What the exercise asks: Print exactly those lines that run from the beginning of the data to the line bearing "--holes=even-odd", inclusive.

● ● ●

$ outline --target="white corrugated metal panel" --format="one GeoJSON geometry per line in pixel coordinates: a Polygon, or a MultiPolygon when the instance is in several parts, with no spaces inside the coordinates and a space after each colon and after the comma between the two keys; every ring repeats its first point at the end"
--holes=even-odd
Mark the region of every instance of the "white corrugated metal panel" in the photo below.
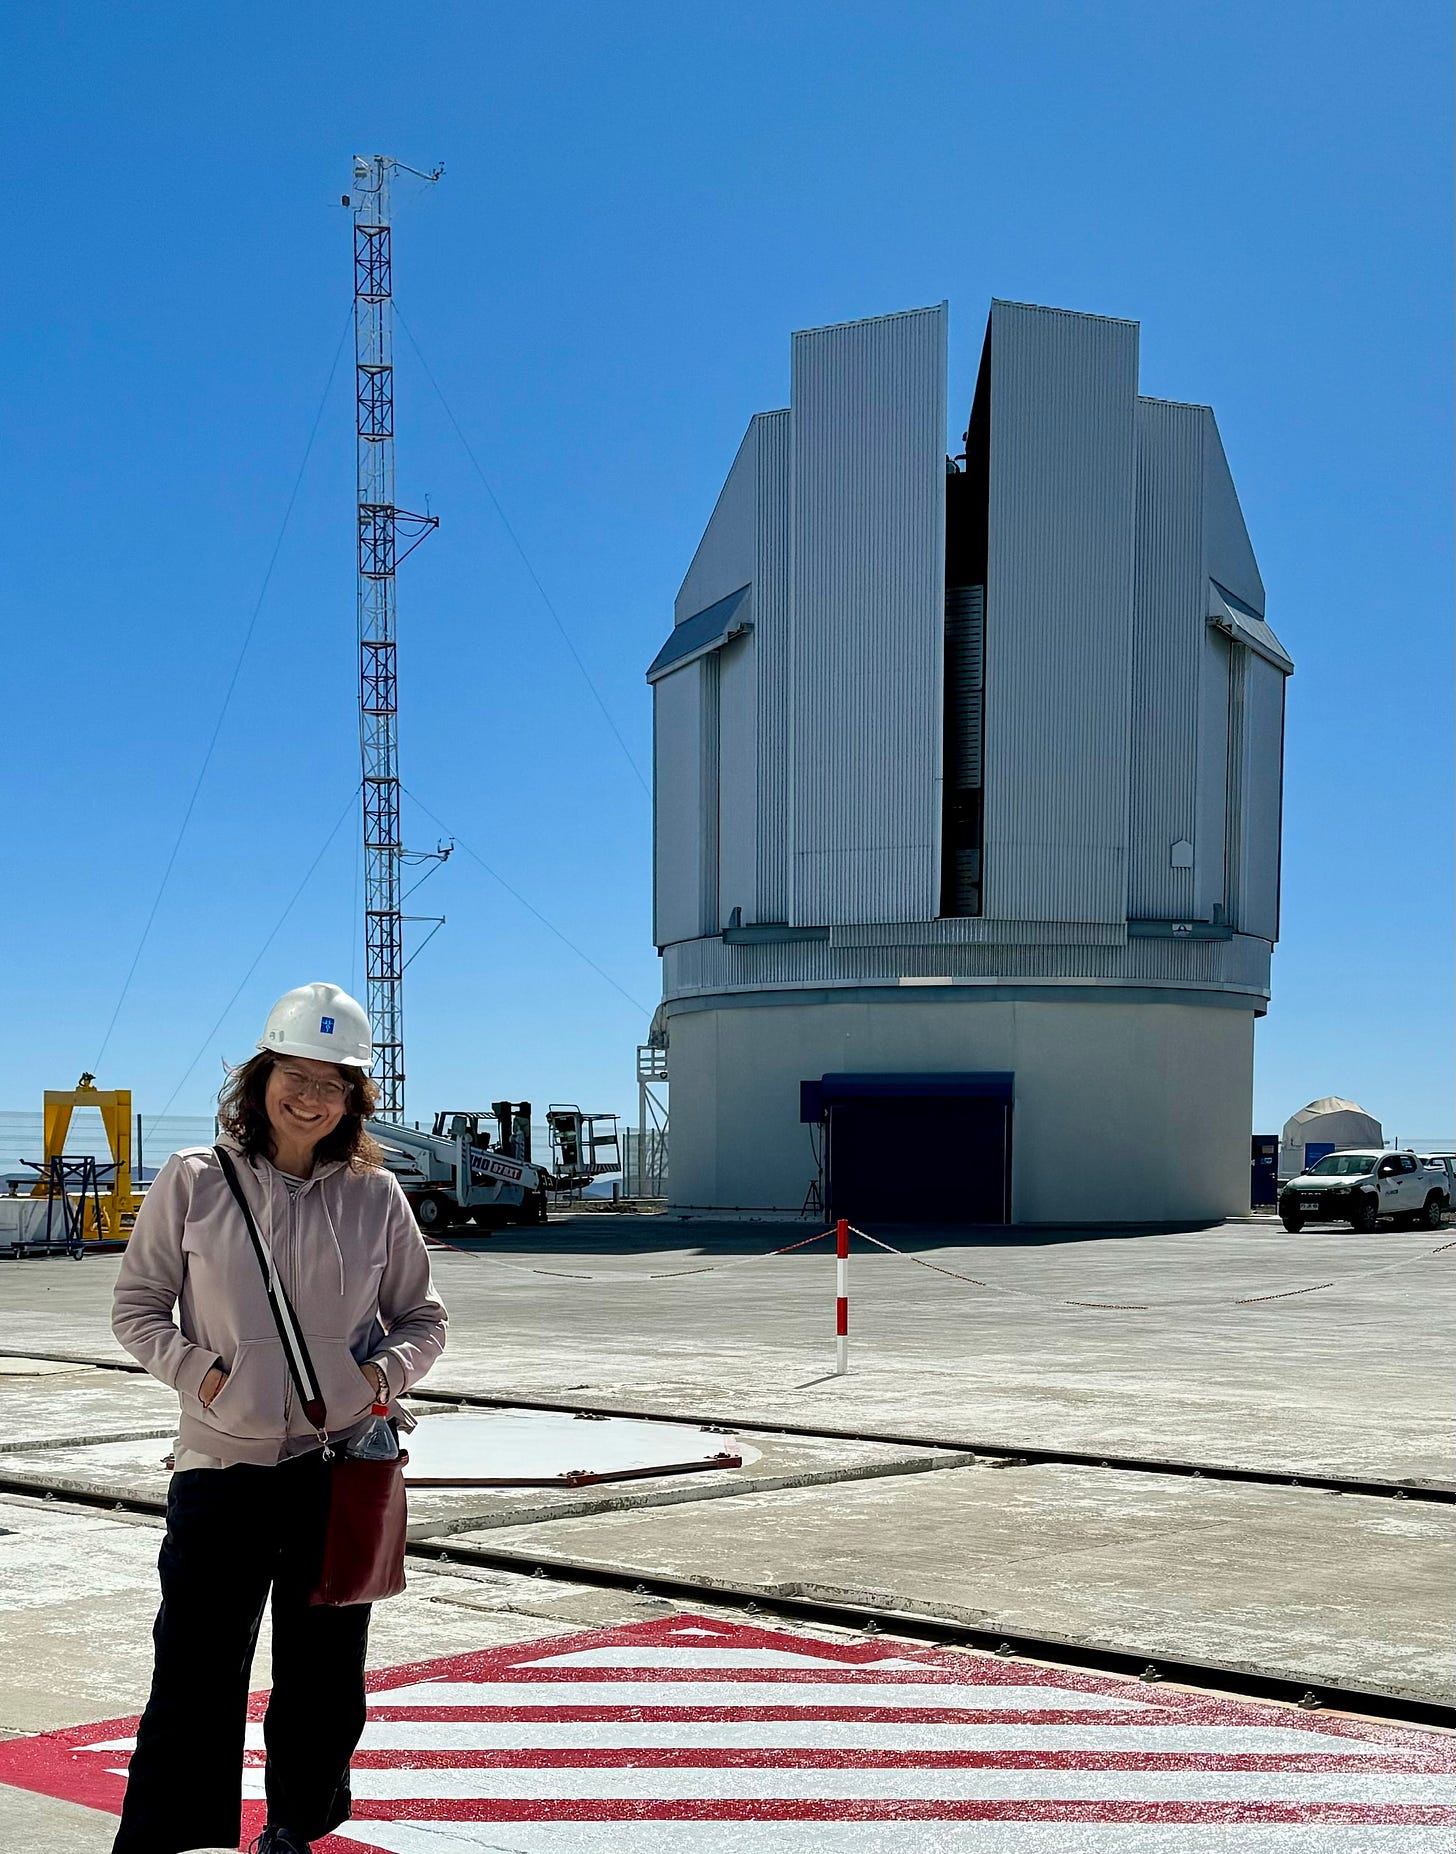
{"type": "Polygon", "coordinates": [[[699,933],[712,933],[721,925],[718,918],[720,664],[717,651],[698,664],[703,717],[698,752],[698,808],[703,832],[702,856],[698,863],[699,933]]]}
{"type": "Polygon", "coordinates": [[[1230,656],[1233,646],[1211,626],[1198,662],[1197,824],[1193,833],[1193,919],[1212,920],[1228,902],[1230,656]]]}
{"type": "Polygon", "coordinates": [[[1248,829],[1248,664],[1241,645],[1228,653],[1228,797],[1224,799],[1224,908],[1239,927],[1245,918],[1248,829]]]}
{"type": "Polygon", "coordinates": [[[673,685],[658,709],[659,943],[716,930],[734,908],[750,924],[787,913],[790,431],[788,412],[750,425],[648,672],[673,685]],[[695,627],[702,636],[678,646],[695,627]]]}
{"type": "Polygon", "coordinates": [[[1121,946],[1126,939],[1125,921],[988,921],[963,914],[829,929],[831,946],[1121,946]]]}
{"type": "Polygon", "coordinates": [[[985,912],[1122,920],[1137,326],[996,302],[985,912]]]}
{"type": "Polygon", "coordinates": [[[663,956],[663,995],[669,1000],[694,992],[898,985],[905,978],[1267,992],[1269,947],[1247,934],[1230,940],[1139,939],[1123,946],[878,947],[825,940],[729,946],[703,939],[670,946],[663,956]]]}
{"type": "Polygon", "coordinates": [[[793,772],[790,742],[793,677],[789,651],[789,494],[793,419],[760,412],[758,433],[758,569],[753,586],[758,678],[757,912],[743,918],[789,918],[793,772]]]}
{"type": "Polygon", "coordinates": [[[946,312],[793,343],[793,894],[806,924],[938,911],[946,312]]]}
{"type": "Polygon", "coordinates": [[[1205,586],[1203,410],[1140,399],[1127,892],[1134,920],[1197,915],[1193,860],[1205,586]]]}
{"type": "Polygon", "coordinates": [[[652,688],[653,918],[659,946],[702,931],[703,664],[652,688]]]}
{"type": "Polygon", "coordinates": [[[1279,938],[1279,824],[1284,784],[1284,672],[1246,658],[1244,682],[1243,870],[1235,925],[1279,938]]]}
{"type": "Polygon", "coordinates": [[[758,889],[758,665],[750,632],[718,652],[718,894],[709,926],[735,908],[756,921],[758,889]]]}
{"type": "Polygon", "coordinates": [[[758,421],[750,421],[677,595],[679,624],[753,578],[758,549],[758,421]]]}
{"type": "Polygon", "coordinates": [[[1237,927],[1244,918],[1244,826],[1248,822],[1249,653],[1229,651],[1228,766],[1223,828],[1224,911],[1237,927]]]}
{"type": "Polygon", "coordinates": [[[1210,579],[1243,599],[1261,615],[1264,582],[1249,544],[1244,512],[1224,455],[1218,425],[1207,406],[1203,412],[1203,550],[1210,579]]]}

● ● ●

Answer to the exercise:
$ outline --target="white corrugated metal panel" --format="one GeoJSON geometry per line in pixel coordinates: a Polygon, or a MultiPolygon when the instance is in several parts, with no spaces inside the coordinates and a space after each colon and after the comma between the two keys; every ring repeats its first point at the end"
--holes=even-odd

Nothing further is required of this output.